WHAT IS EXPECTED:
Count the lines in the listing below that contain the string "white", treating uppercase and lowercase as different, and reply with that number alone.

═══ STORED RECORDS

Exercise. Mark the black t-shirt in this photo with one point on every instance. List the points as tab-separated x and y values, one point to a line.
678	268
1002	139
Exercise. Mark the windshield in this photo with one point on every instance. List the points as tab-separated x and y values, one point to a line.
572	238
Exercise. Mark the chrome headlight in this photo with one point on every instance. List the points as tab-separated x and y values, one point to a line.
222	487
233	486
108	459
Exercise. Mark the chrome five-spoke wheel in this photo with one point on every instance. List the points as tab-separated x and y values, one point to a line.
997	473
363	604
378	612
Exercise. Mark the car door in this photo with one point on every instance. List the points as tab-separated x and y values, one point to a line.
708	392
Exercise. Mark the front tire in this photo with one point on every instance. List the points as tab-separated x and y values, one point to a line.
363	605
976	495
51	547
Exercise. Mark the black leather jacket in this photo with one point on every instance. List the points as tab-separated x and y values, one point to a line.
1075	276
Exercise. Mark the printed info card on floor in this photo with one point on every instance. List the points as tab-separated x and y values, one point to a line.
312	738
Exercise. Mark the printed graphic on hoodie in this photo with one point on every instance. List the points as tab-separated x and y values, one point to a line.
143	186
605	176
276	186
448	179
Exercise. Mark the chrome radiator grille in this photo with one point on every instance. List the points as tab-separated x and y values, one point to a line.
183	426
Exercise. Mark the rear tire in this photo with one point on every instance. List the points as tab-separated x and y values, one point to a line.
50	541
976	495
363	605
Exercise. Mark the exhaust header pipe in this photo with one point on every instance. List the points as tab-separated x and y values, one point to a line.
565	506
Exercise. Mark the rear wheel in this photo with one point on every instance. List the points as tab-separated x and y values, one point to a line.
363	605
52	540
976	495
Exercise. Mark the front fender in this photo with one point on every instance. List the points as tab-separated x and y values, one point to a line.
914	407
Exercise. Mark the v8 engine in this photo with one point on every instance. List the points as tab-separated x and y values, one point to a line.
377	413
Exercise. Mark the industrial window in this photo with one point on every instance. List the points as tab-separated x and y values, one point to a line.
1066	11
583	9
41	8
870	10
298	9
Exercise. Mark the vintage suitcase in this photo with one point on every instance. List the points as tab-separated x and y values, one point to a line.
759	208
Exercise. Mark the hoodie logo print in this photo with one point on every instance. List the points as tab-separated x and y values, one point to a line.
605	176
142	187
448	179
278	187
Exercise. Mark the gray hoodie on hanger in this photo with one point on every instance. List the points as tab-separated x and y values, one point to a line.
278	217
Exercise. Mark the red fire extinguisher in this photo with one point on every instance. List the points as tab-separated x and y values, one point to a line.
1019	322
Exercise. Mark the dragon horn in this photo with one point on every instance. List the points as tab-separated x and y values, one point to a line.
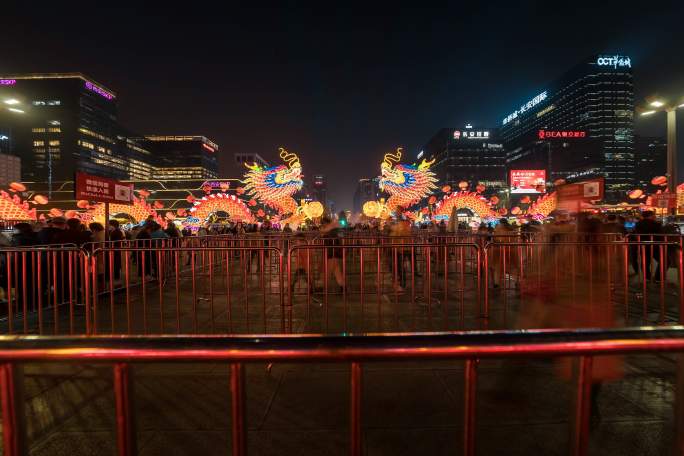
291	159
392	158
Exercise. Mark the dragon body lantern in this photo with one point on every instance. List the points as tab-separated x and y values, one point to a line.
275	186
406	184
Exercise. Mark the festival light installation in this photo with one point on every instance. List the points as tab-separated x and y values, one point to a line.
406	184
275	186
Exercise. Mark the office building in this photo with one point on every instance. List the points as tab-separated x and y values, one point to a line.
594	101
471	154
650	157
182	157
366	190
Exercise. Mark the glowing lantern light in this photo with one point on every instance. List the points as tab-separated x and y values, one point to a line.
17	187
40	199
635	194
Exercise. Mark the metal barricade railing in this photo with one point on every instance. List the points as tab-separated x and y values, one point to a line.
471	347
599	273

══════
═══ STORED RECORDS

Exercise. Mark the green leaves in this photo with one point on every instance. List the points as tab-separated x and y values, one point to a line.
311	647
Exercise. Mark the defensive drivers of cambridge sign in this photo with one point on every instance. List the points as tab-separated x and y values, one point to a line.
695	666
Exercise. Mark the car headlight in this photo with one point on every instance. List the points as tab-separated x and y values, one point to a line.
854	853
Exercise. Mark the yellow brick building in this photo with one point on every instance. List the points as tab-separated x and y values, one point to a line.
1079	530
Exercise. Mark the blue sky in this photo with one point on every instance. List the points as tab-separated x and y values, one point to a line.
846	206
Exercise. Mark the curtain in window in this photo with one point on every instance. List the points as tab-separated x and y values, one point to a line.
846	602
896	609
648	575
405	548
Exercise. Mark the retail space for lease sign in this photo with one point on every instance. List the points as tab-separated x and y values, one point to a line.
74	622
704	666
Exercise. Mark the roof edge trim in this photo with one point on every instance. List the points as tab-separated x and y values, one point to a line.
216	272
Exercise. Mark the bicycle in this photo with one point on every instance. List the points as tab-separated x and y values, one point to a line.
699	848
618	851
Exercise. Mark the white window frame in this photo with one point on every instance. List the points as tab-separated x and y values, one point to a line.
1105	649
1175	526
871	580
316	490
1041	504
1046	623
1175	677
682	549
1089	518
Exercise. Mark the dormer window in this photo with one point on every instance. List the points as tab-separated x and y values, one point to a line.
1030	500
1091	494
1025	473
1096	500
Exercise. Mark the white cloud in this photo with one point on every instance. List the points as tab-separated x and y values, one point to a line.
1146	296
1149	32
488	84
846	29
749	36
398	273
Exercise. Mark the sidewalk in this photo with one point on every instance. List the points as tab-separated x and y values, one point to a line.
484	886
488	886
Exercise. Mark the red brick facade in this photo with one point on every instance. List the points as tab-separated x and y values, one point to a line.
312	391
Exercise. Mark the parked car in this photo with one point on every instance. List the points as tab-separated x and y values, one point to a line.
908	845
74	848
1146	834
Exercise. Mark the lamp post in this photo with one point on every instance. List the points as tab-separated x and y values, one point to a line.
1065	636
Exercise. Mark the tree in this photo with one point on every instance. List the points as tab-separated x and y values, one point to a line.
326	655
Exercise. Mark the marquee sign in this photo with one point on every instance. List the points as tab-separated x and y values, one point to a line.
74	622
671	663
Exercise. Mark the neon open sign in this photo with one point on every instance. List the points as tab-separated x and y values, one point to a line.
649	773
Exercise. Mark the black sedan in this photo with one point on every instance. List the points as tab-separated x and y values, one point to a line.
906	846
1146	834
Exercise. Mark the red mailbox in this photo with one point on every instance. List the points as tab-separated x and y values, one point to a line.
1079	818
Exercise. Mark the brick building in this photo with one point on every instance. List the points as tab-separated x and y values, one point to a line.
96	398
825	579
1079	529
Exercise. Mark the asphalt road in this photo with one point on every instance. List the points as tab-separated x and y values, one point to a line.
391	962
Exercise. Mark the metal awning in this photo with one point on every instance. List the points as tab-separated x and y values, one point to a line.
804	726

══════

EXERCISE RESPONSE:
2